> _Goal_: Copy out the laser heating model passage in full, word for word.

Interactions between the laser beam and the polymer surface are evaluated using a simple 1D transient heat transfer model. Calculations are implemented in Python and include the surface heating by laser radiation as well as corresponding heat transfers. One necessary input variable is the time dependent beam intensity reaching a given surface increment, dA (Fig. 3). It is determined by substituting the scanning path for the coordinates in Eq. (2). In the model, this calculation is carried out numerically with time increments Δt ≤ 200 µs in order to ensure sufficient accuracy for high scanning speeds as well as the stability of the subsequent numerical solution. An exemplary intensity progression is shown in Fig. 4.

Fig. 3

Exemplary scanning path including the measured beam profile

Fig. 4

Resulting intensity progression for a surface increment dA

Assuming perpendicular beam incidence, the material’s refractive index of 1.7 at a wavelength of 10.6 μm [18] causes a reduction of effective intensity by R = 7% de to reflection. The remaining energy is absorbed and converted to heat in accordance with the Beer-Lambert law. In the model, 50 depth increments with a thickness of Δz = 20 μm are considered for calculations. The value of Φ_abs corresponds to the absorbed energy per unit of area and time in the respective increment and can be interpreted as the absolute value of heat flux:

$$\Phi_{abs}=\left(1-R\right) I\left(t\right)\left({e}^{-\alpha z}-{e}^{-\alpha (z+\varDelta z)}\right)$$

(4)

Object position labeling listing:
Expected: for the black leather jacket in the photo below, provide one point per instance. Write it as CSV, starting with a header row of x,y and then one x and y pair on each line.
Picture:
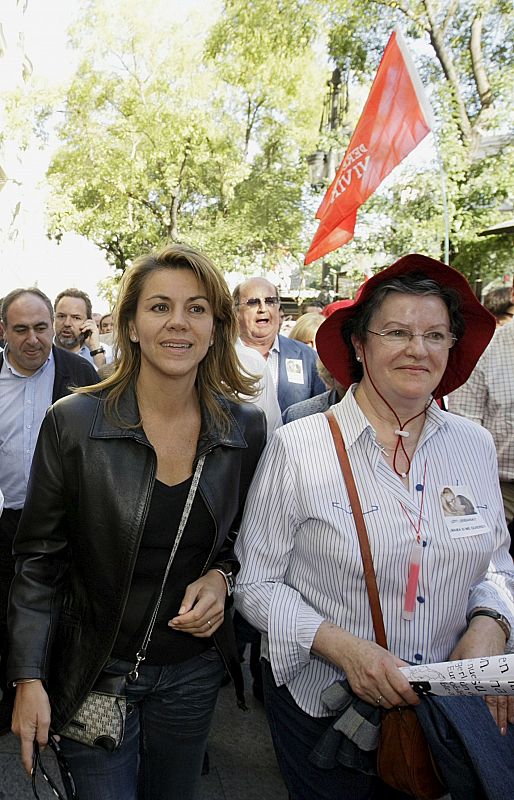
x,y
79,534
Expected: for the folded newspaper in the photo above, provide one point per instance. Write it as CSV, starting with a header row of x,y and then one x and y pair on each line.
x,y
475,676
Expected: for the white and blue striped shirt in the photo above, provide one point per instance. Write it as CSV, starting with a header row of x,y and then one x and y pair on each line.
x,y
300,556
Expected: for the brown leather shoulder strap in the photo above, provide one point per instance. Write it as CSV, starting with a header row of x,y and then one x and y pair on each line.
x,y
367,560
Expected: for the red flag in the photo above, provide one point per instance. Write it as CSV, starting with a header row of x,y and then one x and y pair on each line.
x,y
395,119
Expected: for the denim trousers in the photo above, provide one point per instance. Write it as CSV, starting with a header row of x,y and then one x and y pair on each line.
x,y
295,735
161,756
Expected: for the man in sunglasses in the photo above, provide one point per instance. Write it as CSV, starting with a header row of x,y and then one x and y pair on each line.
x,y
292,363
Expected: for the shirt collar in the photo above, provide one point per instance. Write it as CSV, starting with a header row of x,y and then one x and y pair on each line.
x,y
276,345
13,371
353,421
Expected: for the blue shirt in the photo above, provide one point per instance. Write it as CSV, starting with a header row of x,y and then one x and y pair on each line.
x,y
24,400
299,552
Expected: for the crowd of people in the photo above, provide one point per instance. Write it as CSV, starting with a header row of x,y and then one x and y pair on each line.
x,y
172,493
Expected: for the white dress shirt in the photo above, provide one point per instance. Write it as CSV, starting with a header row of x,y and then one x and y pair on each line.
x,y
266,398
24,401
300,557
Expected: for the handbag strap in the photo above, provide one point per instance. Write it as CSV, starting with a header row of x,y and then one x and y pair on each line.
x,y
367,560
141,653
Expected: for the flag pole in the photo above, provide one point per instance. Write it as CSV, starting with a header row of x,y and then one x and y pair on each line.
x,y
445,202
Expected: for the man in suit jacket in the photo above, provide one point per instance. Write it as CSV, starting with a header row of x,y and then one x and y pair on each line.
x,y
33,375
292,364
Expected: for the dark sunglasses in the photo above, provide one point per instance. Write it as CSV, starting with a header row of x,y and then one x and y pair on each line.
x,y
70,792
253,302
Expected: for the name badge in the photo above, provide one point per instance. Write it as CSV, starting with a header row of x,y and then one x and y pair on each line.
x,y
460,512
294,370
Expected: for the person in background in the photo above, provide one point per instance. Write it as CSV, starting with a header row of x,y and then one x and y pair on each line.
x,y
487,398
1,328
500,302
106,325
33,374
306,327
113,472
415,332
292,364
76,330
310,306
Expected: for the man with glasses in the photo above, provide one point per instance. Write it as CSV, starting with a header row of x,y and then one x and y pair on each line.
x,y
33,375
292,363
488,398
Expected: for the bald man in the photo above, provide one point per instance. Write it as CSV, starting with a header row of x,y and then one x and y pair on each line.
x,y
292,364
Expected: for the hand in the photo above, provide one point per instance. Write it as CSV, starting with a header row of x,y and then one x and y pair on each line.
x,y
372,672
203,607
484,637
31,719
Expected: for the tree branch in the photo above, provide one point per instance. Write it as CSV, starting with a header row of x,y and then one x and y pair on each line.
x,y
477,62
450,73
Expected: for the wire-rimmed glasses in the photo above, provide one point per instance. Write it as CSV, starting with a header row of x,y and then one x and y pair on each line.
x,y
70,792
401,337
253,302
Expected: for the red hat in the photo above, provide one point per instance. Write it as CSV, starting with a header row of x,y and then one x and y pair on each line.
x,y
337,355
335,306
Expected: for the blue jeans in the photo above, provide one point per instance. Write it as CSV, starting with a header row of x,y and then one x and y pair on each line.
x,y
294,735
165,739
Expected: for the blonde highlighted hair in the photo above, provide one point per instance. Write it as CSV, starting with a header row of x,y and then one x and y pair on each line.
x,y
219,373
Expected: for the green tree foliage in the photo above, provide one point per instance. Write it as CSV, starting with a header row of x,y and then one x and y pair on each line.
x,y
162,141
200,131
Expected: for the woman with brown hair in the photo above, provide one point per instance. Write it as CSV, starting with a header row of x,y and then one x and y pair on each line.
x,y
413,334
118,469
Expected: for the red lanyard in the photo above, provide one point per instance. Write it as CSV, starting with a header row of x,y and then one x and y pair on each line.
x,y
409,601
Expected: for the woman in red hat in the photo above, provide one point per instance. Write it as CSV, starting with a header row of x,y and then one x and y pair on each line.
x,y
414,333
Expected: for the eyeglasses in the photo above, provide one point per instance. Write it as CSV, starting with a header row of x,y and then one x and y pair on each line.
x,y
253,302
396,338
70,792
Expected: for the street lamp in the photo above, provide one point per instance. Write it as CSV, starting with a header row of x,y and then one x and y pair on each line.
x,y
322,163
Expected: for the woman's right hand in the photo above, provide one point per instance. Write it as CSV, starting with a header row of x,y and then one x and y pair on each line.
x,y
31,719
372,672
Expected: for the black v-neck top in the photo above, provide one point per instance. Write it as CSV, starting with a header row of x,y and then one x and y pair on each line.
x,y
167,646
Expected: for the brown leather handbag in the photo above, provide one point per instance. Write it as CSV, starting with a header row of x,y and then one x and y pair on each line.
x,y
404,760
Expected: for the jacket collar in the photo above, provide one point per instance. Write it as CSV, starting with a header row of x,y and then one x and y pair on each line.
x,y
104,427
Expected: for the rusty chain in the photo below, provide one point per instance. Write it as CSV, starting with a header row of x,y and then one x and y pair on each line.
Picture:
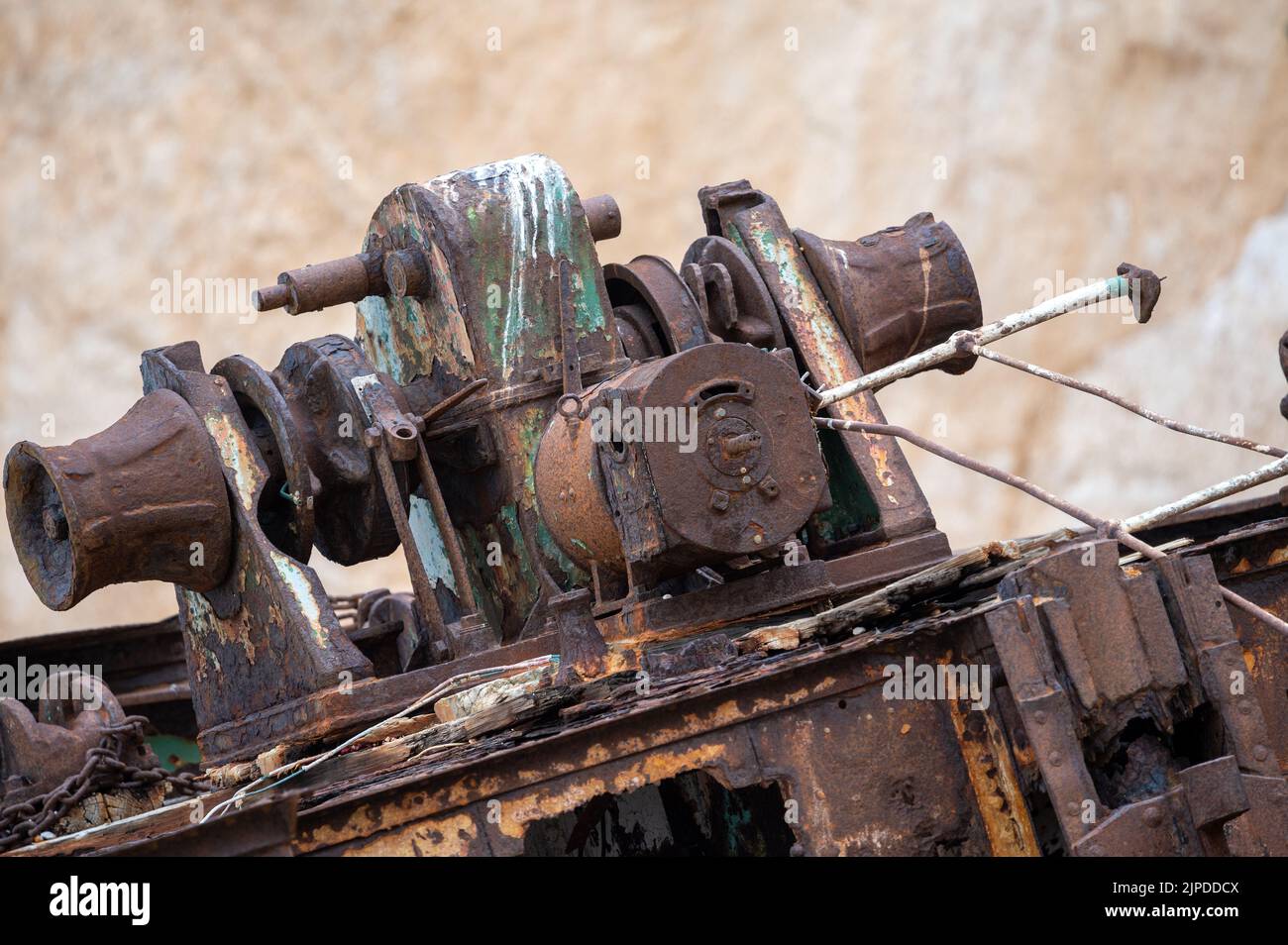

> _Correct output_:
Interactions between the laser beam and the polymer surface are evaluated using a simple 1D transient heat transfer model. Calculations are implemented in Python and include the surface heating by laser radiation as well as corresponding heat transfers. One necessary input variable is the time dependent beam intensity reaching a given surface increment, dA (Fig. 3). It is determined by substituting the scanning path for the coordinates in Eq. (2). In the model, this calculation is carried out numerically with time increments Δt ≤ 200 µs in order to ensure sufficient accuracy for high scanning speeds as well as the stability of the subsequent numerical solution. An exemplary intensity progression is shown in Fig. 4.

Fig. 3

Exemplary scanning path including the measured beam profile

Fig. 4

Resulting intensity progression for a surface increment dA

Assuming perpendicular beam incidence, the material’s refractive index of 1.7 at a wavelength of 10.6 μm [18] causes a reduction of effective intensity by R = 7% de to reflection. The remaining energy is absorbed and converted to heat in accordance with the Beer-Lambert law. In the model, 50 depth increments with a thickness of Δz = 20 μm are considered for calculations. The value of Φ_abs corresponds to the absorbed energy per unit of area and time in the respective increment and can be interpreted as the absolute value of heat flux:

$$\Phi_{abs}=\left(1-R\right) I\left(t\right)\left({e}^{-\alpha z}-{e}^{-\alpha (z+\varDelta z)}\right)$$

(4)